EXERCISE DIRECTIONS —
Write out the entries, please, from the line containing "Q: Locate the eyeglasses" through their final line, exactly and with nothing else.

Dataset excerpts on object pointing
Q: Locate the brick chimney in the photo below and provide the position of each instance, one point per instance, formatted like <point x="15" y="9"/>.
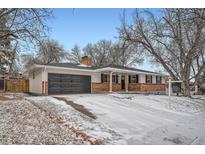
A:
<point x="86" y="61"/>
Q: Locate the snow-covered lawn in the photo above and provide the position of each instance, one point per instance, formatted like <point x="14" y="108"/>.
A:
<point x="141" y="119"/>
<point x="24" y="122"/>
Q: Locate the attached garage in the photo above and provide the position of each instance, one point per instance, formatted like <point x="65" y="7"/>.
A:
<point x="68" y="84"/>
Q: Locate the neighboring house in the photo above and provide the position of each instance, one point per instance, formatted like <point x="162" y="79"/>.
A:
<point x="67" y="78"/>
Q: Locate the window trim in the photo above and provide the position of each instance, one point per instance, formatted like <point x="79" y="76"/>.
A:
<point x="160" y="81"/>
<point x="115" y="78"/>
<point x="147" y="78"/>
<point x="131" y="78"/>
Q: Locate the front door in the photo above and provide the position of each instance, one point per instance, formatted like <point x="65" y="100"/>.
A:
<point x="123" y="82"/>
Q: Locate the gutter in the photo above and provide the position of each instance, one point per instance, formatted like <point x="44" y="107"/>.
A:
<point x="97" y="70"/>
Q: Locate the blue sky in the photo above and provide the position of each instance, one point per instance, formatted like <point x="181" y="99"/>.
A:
<point x="82" y="26"/>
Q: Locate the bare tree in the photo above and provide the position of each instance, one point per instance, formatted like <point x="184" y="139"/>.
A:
<point x="20" y="30"/>
<point x="175" y="40"/>
<point x="105" y="52"/>
<point x="50" y="51"/>
<point x="74" y="55"/>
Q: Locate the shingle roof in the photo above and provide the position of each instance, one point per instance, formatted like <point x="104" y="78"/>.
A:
<point x="77" y="65"/>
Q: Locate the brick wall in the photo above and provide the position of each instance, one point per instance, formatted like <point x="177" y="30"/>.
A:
<point x="146" y="87"/>
<point x="134" y="87"/>
<point x="104" y="87"/>
<point x="17" y="85"/>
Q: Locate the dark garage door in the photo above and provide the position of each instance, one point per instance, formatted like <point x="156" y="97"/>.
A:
<point x="68" y="84"/>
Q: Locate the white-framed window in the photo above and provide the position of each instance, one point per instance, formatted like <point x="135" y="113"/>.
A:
<point x="133" y="78"/>
<point x="106" y="78"/>
<point x="158" y="79"/>
<point x="148" y="79"/>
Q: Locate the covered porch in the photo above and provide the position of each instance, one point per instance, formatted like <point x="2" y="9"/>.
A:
<point x="128" y="82"/>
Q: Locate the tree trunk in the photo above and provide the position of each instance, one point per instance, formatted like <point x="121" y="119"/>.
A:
<point x="186" y="88"/>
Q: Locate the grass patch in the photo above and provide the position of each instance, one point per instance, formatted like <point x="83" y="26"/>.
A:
<point x="78" y="107"/>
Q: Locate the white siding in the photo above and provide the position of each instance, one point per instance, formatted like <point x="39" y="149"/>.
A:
<point x="142" y="78"/>
<point x="95" y="77"/>
<point x="35" y="85"/>
<point x="153" y="79"/>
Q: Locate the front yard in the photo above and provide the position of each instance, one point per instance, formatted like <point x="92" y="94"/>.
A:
<point x="108" y="118"/>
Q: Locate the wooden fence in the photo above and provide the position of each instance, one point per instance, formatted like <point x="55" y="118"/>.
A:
<point x="17" y="85"/>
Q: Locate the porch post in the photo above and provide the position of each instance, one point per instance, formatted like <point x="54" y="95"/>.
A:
<point x="126" y="82"/>
<point x="110" y="86"/>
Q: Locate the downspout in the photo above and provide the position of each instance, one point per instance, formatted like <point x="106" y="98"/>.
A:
<point x="44" y="79"/>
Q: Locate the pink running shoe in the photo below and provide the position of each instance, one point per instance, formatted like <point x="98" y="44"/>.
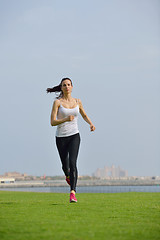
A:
<point x="72" y="198"/>
<point x="68" y="180"/>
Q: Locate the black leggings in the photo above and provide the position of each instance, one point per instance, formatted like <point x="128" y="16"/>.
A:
<point x="68" y="148"/>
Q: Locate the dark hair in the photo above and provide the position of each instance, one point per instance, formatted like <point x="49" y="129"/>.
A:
<point x="58" y="87"/>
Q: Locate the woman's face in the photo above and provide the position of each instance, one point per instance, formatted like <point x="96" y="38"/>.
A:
<point x="66" y="86"/>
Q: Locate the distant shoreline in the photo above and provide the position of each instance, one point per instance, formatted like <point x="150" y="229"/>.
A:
<point x="99" y="182"/>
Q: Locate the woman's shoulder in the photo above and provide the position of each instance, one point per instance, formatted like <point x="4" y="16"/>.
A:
<point x="57" y="102"/>
<point x="78" y="101"/>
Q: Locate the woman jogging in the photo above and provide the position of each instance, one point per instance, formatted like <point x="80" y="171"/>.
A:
<point x="64" y="115"/>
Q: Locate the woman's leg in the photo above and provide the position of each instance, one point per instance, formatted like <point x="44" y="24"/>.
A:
<point x="62" y="146"/>
<point x="74" y="144"/>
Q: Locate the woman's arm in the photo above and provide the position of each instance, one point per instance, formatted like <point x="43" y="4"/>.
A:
<point x="54" y="120"/>
<point x="85" y="117"/>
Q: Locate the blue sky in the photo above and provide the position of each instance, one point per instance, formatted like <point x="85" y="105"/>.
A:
<point x="111" y="51"/>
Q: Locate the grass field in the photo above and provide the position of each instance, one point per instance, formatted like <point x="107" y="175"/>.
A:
<point x="38" y="216"/>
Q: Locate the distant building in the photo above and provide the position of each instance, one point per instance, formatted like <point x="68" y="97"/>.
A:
<point x="16" y="175"/>
<point x="110" y="172"/>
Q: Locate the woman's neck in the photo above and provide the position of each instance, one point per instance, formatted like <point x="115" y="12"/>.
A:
<point x="67" y="97"/>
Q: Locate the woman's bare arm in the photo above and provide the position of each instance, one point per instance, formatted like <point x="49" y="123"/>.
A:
<point x="85" y="117"/>
<point x="54" y="120"/>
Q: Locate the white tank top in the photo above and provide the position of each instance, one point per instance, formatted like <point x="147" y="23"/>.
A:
<point x="67" y="128"/>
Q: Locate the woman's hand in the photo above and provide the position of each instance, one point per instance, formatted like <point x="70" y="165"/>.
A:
<point x="70" y="118"/>
<point x="92" y="127"/>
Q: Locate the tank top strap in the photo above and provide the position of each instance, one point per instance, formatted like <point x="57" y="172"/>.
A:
<point x="77" y="100"/>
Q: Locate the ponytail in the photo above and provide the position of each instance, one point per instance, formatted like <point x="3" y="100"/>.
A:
<point x="58" y="88"/>
<point x="54" y="89"/>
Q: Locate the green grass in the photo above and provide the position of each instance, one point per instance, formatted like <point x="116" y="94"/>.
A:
<point x="38" y="216"/>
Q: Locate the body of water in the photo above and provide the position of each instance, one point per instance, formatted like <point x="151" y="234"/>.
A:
<point x="88" y="189"/>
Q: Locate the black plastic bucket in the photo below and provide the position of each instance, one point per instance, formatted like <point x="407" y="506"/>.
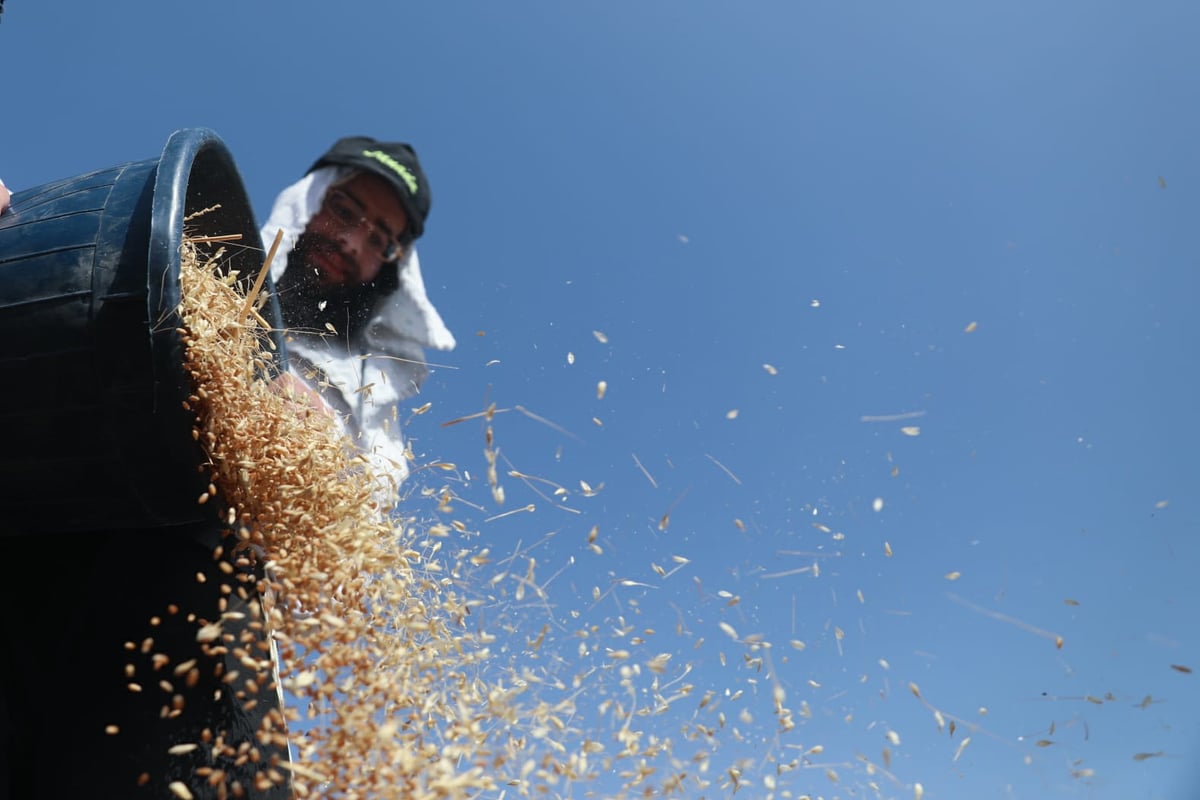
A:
<point x="95" y="433"/>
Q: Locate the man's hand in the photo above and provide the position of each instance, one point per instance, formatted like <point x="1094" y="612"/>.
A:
<point x="300" y="392"/>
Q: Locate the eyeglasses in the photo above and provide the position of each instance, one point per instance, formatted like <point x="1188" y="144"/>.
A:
<point x="348" y="212"/>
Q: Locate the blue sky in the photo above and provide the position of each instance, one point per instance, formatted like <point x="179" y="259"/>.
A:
<point x="837" y="191"/>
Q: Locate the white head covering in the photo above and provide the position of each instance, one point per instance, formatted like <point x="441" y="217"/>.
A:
<point x="387" y="361"/>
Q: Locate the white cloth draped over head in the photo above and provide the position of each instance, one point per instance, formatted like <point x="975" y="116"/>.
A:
<point x="385" y="364"/>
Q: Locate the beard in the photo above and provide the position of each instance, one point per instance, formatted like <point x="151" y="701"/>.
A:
<point x="309" y="306"/>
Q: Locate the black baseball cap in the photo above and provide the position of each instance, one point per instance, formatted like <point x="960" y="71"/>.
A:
<point x="394" y="161"/>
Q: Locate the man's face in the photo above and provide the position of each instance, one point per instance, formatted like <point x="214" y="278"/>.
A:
<point x="355" y="230"/>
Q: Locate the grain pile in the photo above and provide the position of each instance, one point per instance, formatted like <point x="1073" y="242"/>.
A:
<point x="393" y="690"/>
<point x="369" y="638"/>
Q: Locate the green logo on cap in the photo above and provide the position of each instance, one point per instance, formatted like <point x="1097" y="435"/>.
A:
<point x="395" y="166"/>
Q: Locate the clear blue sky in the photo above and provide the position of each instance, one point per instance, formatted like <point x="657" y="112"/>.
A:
<point x="838" y="190"/>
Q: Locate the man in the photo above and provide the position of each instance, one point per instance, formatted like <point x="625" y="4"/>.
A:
<point x="351" y="290"/>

REPLY —
Q: Locate the eyeglasses in the photo above and provide the position of each instance, one point per instance, formatted like <point x="1188" y="144"/>.
A:
<point x="348" y="212"/>
Q: Locate the blue sky in the photo above and provide the position of each instance, one point per instance, formatted like <point x="179" y="259"/>.
A:
<point x="837" y="191"/>
Q: Locate the white head covering in the photo above and provide the position of each instance, one point per instance, formatted like <point x="441" y="217"/>.
A:
<point x="387" y="361"/>
Q: Locate the white cloth draped over head in the photo above and provide the position of each instance, one point per instance, formatted like <point x="975" y="116"/>.
A:
<point x="385" y="364"/>
Q: Locate the beard in the photo above and provide the position of each instance, one point per instance, formatted like <point x="151" y="701"/>.
A:
<point x="309" y="306"/>
Q: Locate the black baseball cap in the photo above and provide the position of each instance, one point per instance, formatted like <point x="960" y="71"/>.
A:
<point x="394" y="161"/>
Q: Locate the man's face in the photo above and provide the position of each instance, one point per instance, formatted like <point x="214" y="278"/>.
A:
<point x="355" y="230"/>
Q: Locate the grain pile in the photo above and provide the position of each instance, one point per instance, formatted like <point x="1073" y="242"/>.
A:
<point x="393" y="690"/>
<point x="369" y="638"/>
Q: Locate the green logo on cap in the photo above and provide the position of each instance, one point per instance, formatted like <point x="1097" y="435"/>.
A:
<point x="395" y="166"/>
Q: Locate the clear blue sky in the photo above and provide the position of each instance, one point per instance, formatted like <point x="657" y="112"/>.
A:
<point x="838" y="190"/>
Q: Locate the man in the photo above and provide the position of each instance, one point per instance, formatted like <point x="625" y="4"/>.
A:
<point x="351" y="290"/>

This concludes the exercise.